> [Instructions to follow]
Below are some lines of data. Return all of them as they are.

> [Data]
►

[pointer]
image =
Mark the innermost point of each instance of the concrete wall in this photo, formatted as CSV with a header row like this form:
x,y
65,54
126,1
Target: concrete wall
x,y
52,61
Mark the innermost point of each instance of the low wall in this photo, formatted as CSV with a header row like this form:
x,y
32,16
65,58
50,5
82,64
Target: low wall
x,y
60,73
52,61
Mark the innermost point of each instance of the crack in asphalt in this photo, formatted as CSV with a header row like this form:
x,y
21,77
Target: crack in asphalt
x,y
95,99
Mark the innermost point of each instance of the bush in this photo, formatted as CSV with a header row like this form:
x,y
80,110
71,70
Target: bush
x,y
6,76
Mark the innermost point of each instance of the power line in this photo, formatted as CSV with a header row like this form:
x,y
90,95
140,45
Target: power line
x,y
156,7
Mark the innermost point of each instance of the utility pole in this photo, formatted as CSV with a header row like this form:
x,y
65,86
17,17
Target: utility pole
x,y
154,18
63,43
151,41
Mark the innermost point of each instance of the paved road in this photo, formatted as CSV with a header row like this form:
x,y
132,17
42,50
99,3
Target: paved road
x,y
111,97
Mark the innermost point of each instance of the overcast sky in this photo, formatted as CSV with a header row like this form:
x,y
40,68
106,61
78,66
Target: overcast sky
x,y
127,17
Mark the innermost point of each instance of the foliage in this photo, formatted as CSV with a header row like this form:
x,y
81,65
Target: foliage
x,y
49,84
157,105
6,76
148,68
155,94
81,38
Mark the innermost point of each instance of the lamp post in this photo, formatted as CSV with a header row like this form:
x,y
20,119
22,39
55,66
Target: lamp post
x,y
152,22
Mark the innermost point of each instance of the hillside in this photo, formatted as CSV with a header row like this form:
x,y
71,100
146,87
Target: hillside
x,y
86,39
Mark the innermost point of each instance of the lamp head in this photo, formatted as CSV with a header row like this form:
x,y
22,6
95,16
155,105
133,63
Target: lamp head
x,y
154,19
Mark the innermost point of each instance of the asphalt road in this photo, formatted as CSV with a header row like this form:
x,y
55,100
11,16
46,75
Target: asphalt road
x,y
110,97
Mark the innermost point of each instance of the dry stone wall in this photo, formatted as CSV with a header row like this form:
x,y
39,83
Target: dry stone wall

◄

> [Result of the task]
[pointer]
image =
Mark the innermost point of each instance of the concrete wall in this photo, formatted as CSV with a header row like this form:
x,y
65,54
126,1
Target: concrete wall
x,y
52,61
Mark the innermost point of each instance of the low wall in this photo, formatted as CSV with a header row like this form:
x,y
32,16
65,58
50,5
82,64
Target: low wall
x,y
60,73
52,61
Mark the innermost point of each instance of the crack in asphalt in this photo, formatted as CSV with a header row like this form:
x,y
21,77
Target: crack in asphalt
x,y
95,99
Mark the innermost point of each instance of the bush in this photo, formatted as CSV with a header row like this form:
x,y
80,110
71,70
Target: bush
x,y
6,76
Mark the innermost point of each instance of the power line in this photo, formatted as CSV with a header row like this form:
x,y
90,95
140,45
Target: power line
x,y
156,7
Mark the innermost point of each instance of the utility pole in this photo, formatted as CSV with a header row like this form:
x,y
65,86
17,17
Target: utility pole
x,y
154,18
63,43
151,41
Mark the innermost point of each instance of the paved road in this photo, formatted as CSV with a header row like this form:
x,y
132,17
42,50
99,3
Target: paved road
x,y
111,97
Mark the innermost point of each instance of the overcast sky in this photo, formatted as CSV with a header row like this form:
x,y
40,68
106,61
78,66
Target: overcast sky
x,y
127,17
Mark the innermost point of each instance of the foliage in this photo, formatted as CSV with a header row like this form:
x,y
81,65
Target: foliage
x,y
49,84
157,105
6,76
148,68
155,94
81,38
Mark the innermost point of each instance of the lamp post in this photo, formatted as CSV with a header row like this form:
x,y
20,119
22,39
55,66
Target: lamp post
x,y
152,22
Mark the innermost point of each instance of the hillside in this photo, formatted as CSV with a header row like this form:
x,y
71,100
146,87
Target: hillside
x,y
86,39
Mark the innermost point of each instance of the lamp head in this photo, formatted as CSV with a header row like this form:
x,y
22,6
95,16
155,105
133,63
Target: lamp head
x,y
154,19
Mark the innermost point of each instance of the asphalt road in this photo, formatted as CSV with a header row like this form:
x,y
55,100
11,16
46,75
Target: asphalt road
x,y
110,97
Mark the innermost point of each instance of the dry stone wall in this photo, formatted as CSV with a header row like this form:
x,y
39,83
Target: dry stone wall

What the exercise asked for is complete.